» **Exercise details**: Update the records below by replacing "leafless tree" with "bare tree" and leaving everything else as it is.

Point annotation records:
+++++

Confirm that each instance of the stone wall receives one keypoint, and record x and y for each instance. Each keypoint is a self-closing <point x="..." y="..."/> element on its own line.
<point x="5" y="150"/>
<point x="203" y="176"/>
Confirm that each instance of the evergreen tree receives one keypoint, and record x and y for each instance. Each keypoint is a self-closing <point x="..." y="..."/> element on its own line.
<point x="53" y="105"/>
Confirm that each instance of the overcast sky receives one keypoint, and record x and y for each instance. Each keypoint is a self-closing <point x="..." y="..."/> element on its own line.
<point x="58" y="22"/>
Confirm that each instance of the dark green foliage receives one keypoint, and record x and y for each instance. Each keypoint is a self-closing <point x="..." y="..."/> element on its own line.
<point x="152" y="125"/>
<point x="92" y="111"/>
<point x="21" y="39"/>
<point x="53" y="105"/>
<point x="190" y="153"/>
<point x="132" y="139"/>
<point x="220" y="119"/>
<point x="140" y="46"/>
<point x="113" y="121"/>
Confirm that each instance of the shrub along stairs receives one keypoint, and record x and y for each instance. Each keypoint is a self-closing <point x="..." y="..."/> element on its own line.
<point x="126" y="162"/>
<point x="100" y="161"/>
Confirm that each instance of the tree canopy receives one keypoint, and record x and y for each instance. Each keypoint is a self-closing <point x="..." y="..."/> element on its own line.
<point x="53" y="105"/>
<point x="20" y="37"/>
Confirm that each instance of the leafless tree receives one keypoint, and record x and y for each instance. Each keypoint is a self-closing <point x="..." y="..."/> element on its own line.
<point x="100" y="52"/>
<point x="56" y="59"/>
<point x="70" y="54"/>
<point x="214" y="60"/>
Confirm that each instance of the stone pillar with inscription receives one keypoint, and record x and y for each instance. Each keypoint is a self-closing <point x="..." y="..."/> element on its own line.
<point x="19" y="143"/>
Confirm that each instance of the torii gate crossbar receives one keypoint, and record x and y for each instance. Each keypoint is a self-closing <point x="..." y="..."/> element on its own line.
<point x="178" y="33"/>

+++++

» **Full output**:
Confirm that each instance of the stone wall receives one keypoint, and record x and y for each instance. Each keypoint is a self-closing <point x="..." y="..."/> element on its own line.
<point x="5" y="150"/>
<point x="203" y="176"/>
Confirm that each instance of the evergreen tree receives one keypoint, and record x and y for each instance. Each keypoint is a self-closing <point x="..." y="..."/> element on its own line.
<point x="53" y="105"/>
Confirm that each instance of the overcast sky receives one keypoint, and record x and y for each instance. Each keypoint is a self-closing <point x="..." y="..."/> element on its own line.
<point x="58" y="22"/>
Confirm that each instance of the dark green foliage receives one keypoint, and record x and y for each instance. Each keypoint is a self-closing <point x="..." y="..."/> element on its own line.
<point x="152" y="125"/>
<point x="92" y="111"/>
<point x="21" y="39"/>
<point x="53" y="105"/>
<point x="190" y="153"/>
<point x="132" y="139"/>
<point x="220" y="119"/>
<point x="140" y="46"/>
<point x="113" y="121"/>
Confirm that each instance of the shrub along stairs receives one keypoint, and record x and y for each instance. Each keypoint is a self-closing <point x="..." y="..."/> element on its own line.
<point x="126" y="162"/>
<point x="100" y="161"/>
Confirm that each instance of the tree canopy receives one keypoint, and record x and y for each instance. Each keypoint is a self-closing <point x="..." y="..."/> element on its own line.
<point x="53" y="105"/>
<point x="20" y="37"/>
Confirm that each instance of the bare tree receives one keypoint, and record x and y for each instance. Each keypoint is a self-closing <point x="..." y="..."/> element on its own line.
<point x="100" y="52"/>
<point x="56" y="59"/>
<point x="70" y="54"/>
<point x="214" y="60"/>
Confirm that each instance of the stone pillar with inscription receives one keypoint, and record x and y for each instance. Each keypoint is a self-closing <point x="..." y="..."/> element on its own line.
<point x="19" y="143"/>
Confirm that each instance of the torii gate crossbar receives one keypoint, and record x and y for each instance. Each keypoint is a self-closing <point x="..." y="..."/> element on its own line.
<point x="178" y="33"/>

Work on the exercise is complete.